YOUR TASK:
Rewrite the rows below as a numbered list, skipping blank lines and leaving out the pictures.
<<<<
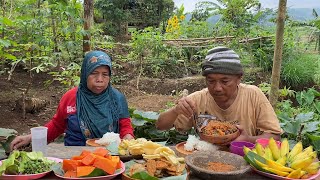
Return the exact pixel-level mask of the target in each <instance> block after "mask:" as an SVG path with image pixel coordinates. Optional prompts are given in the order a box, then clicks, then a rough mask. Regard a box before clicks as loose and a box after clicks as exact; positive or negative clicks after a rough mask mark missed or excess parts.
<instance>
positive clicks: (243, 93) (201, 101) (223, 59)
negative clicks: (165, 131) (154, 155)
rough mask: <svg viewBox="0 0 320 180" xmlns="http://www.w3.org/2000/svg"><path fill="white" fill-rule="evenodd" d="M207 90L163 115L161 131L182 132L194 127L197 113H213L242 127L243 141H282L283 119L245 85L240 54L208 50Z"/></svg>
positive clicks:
>>>>
ANSWER SPACE:
1. Return the exact pixel-level mask of the target in each <instance> block after "mask:" as an SVG path with image pixel coordinates. Optional prompts are given in the order a box, then clicks, then a rough mask. Regard a box before clicks as loose and a box after clicks as exact; positive or negative clicks after a rough mask mark missed or excess parts.
2. <instance>
3. positive clicks: (243, 93) (201, 101) (223, 59)
4. negative clicks: (165, 131) (154, 155)
5. rough mask: <svg viewBox="0 0 320 180" xmlns="http://www.w3.org/2000/svg"><path fill="white" fill-rule="evenodd" d="M207 90L163 115L161 131L182 132L194 127L197 113H213L242 127L243 141H282L283 119L245 85L240 54L208 50Z"/></svg>
6. positive clicks:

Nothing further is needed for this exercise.